* Passage shown
►
Familial confounding affected the associations between maternal smoking during pregnancy and offspring speech and language, scholastic and coordination disorders.
Arrhenius B., Sariaslan A., Suominen A., Sourander A., Gyllenberg D.
AIM: This study examined the associations between prenatal smoking and speech and language, scholastic, coordination and mixed developmental disorders in offspring, using sibling and population controls. METHODS: National Finnish registers were used to identify all 690 654 singletons born between 1996 and 2007 and any cases diagnosed with speech and language, scholastic, coordination and mixed developmental disorders by the end of 2012. Cases were compared to population controls, biological full-siblings and maternal half-siblings born during the same period. Conditional logistic regression was used to assess any associations between smoking during pregnancy and the selected developmental disorders. RESULTS: Prenatal smoking was higher in the mothers of the 27 297 cases (21.7%) than the 99 876 population controls (14.5%). The adjusted odds ratio for smoking throughout pregnancy, and any diagnosis of speech and language, scholastic, coordination or mixed developmental disorders, was 1.29 (95% confidence interval 1.24-1.34). However, when we compared a subsample of 15 406 cases and their 20 657 siblings, the association was no longer statistically significant (odds ratio 1.09, 95% confidence interval 0.98-1.21). CONCLUSION: The sibling comparisons suggested that the associations between prenatal smoking and speech and language, scholastic, coordination and mixed developmental disorders were confounded by familial factors shared by differentially exposed siblings.
◄
* Stored data
►
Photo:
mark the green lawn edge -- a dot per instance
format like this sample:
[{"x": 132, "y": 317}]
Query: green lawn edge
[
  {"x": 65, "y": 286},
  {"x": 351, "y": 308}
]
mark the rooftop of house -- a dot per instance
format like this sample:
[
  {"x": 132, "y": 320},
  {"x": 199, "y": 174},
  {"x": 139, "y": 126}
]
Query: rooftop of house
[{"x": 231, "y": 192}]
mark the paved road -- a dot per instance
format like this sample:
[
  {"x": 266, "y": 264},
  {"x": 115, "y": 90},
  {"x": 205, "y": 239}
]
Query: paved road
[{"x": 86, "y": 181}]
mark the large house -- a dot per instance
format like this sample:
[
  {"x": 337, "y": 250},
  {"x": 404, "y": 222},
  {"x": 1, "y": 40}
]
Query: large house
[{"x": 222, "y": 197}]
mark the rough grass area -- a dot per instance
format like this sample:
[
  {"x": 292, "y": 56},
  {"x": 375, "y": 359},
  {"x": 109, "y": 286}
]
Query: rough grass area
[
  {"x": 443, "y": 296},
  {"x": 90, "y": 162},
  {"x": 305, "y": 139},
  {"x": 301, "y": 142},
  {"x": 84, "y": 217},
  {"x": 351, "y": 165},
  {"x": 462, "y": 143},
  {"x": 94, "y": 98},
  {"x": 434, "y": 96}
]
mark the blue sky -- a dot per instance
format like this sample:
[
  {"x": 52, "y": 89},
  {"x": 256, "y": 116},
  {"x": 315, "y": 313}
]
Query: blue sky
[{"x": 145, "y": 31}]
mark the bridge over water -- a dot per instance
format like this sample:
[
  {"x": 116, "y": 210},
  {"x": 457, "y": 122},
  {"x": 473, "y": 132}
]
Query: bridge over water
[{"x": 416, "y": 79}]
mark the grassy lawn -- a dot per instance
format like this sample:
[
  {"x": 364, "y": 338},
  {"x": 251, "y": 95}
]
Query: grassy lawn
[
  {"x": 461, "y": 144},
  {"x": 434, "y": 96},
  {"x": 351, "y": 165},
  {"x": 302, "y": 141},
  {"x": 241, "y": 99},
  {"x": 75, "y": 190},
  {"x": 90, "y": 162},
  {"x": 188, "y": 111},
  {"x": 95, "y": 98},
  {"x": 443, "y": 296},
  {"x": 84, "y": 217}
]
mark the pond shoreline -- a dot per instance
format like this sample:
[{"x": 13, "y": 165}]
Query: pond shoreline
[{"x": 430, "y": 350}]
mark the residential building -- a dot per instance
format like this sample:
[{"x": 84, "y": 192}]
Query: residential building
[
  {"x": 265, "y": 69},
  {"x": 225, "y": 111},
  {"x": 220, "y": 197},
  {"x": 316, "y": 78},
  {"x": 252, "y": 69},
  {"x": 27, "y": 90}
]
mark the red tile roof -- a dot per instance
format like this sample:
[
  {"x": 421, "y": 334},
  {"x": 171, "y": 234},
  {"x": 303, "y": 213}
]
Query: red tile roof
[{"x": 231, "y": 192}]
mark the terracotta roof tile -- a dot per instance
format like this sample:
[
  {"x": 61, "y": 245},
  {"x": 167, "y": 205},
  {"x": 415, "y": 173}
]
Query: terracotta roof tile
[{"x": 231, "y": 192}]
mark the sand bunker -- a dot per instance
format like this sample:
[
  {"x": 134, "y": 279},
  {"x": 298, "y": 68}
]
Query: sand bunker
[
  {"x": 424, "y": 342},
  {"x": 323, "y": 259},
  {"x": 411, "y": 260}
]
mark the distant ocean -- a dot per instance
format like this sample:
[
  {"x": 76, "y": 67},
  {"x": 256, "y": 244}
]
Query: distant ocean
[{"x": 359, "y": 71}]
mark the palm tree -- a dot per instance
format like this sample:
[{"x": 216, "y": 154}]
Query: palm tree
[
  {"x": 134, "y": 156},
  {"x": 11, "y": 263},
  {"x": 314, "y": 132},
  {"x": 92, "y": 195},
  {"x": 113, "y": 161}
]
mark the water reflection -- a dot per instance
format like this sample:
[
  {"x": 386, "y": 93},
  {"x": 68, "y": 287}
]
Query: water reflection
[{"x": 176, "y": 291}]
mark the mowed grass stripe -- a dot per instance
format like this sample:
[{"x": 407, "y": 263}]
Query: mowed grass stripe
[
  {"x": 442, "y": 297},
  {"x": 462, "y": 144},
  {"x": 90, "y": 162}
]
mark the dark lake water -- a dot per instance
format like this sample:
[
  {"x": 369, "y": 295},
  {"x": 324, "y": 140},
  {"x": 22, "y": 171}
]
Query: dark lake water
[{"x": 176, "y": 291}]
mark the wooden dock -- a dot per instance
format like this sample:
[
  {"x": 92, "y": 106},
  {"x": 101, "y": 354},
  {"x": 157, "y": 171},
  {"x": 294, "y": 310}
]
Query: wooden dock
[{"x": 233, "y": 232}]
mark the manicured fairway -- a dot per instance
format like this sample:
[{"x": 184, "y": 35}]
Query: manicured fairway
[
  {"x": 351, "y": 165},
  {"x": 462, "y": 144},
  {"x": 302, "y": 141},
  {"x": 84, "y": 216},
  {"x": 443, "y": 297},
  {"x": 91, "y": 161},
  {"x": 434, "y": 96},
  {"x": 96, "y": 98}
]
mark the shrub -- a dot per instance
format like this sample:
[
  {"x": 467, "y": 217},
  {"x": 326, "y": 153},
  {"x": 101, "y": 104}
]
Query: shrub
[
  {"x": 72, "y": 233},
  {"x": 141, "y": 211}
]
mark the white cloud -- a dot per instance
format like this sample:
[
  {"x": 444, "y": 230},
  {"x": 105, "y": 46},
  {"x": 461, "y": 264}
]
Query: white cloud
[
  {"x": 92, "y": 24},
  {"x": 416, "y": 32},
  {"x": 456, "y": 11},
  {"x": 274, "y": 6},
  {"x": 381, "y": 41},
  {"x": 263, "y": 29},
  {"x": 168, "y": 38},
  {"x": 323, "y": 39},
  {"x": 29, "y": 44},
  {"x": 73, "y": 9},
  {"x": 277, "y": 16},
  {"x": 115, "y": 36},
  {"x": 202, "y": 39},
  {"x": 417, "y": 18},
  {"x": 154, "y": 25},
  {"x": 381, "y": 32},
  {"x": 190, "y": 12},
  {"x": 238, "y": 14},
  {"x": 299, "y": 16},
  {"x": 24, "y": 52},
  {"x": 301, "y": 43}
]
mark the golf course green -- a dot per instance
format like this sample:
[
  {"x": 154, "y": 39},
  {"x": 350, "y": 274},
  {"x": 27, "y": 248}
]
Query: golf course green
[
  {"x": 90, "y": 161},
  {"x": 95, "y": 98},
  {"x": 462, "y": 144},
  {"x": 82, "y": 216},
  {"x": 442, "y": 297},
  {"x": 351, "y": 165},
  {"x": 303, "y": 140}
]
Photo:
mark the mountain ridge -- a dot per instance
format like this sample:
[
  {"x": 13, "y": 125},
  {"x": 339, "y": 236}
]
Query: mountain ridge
◄
* Activity list
a – Summarize the abstract in two sentences.
b – Answer these questions from the abstract:
(i) What percentage of the cases' mothers smoked during pregnancy?
(ii) By the end of which year had cases been diagnosed?
(iii) Which statistical method was used to assess the associations?
The data play no part in what follows.

* Responses to the tasks
a – Using Finnish national registers covering 690 654 singletons born between 1996 and 2007, the study compared cases of speech and language, scholastic, coordination and mixed developmental disorders with population controls and siblings. Smoking throughout pregnancy was associated with higher odds of these disorders (odds ratio 1.29), but the association was no longer statistically significant when cases were compared with their siblings, suggesting confounding by shared familial factors.

b –
(i) 21.7%
(ii) 2012
(iii) Conditional logistic regression